### Data in this exercise:

--------------------------------------------------

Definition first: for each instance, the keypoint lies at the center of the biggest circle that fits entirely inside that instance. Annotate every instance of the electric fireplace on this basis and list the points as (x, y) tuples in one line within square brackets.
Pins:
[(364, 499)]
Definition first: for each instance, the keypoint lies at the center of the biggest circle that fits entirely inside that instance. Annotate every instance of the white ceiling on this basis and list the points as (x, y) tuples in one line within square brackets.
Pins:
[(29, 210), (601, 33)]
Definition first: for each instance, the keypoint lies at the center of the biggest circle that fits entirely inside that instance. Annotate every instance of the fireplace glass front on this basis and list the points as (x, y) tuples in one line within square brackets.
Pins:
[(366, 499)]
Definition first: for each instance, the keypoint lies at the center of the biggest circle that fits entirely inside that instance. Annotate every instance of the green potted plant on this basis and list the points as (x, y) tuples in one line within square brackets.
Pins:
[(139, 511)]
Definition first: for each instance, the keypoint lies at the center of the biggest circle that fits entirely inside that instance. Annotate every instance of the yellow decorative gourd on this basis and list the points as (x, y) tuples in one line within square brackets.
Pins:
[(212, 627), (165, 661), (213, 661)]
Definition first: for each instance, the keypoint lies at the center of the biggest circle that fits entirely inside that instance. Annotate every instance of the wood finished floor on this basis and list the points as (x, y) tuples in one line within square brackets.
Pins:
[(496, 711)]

--------------------------------------------------

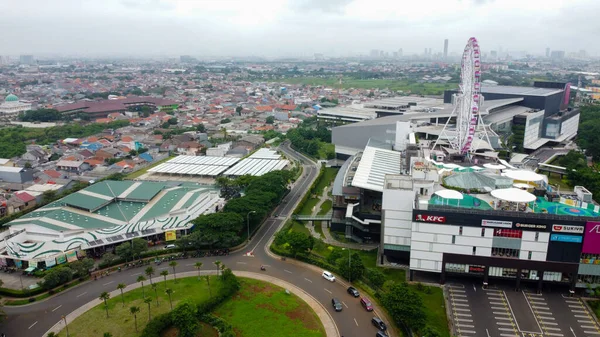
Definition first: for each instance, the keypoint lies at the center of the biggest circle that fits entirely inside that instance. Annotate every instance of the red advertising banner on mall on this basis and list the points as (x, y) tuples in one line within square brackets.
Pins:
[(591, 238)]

--------------------------------------------------

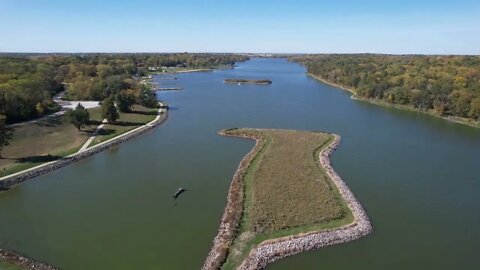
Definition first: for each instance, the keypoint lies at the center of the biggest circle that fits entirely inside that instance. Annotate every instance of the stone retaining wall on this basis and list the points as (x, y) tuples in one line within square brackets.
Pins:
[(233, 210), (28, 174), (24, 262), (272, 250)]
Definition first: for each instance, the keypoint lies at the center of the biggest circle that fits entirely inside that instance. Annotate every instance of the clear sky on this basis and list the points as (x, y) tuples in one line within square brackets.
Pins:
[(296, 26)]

--------------------------------------------------

### Your objective:
Can you turn the items starting at the line containing "the red advertising" and ending at the line containing "[(591, 238)]", both lines included, into a two-column CSV with the headers item_text and answer? Give one row per item, with each field in quotation marks and line breaks replaced by spaces.

### Exercise solution:
item_text,answer
"Definition first: for each instance, the keypoint lies at the center of the biggest circle that fits entirely inside that instance. Annotate every instance of the red advertising banner on mall on this basis and list the points as (x, y) tuples in one line within square brackets. Pins:","[(591, 238)]"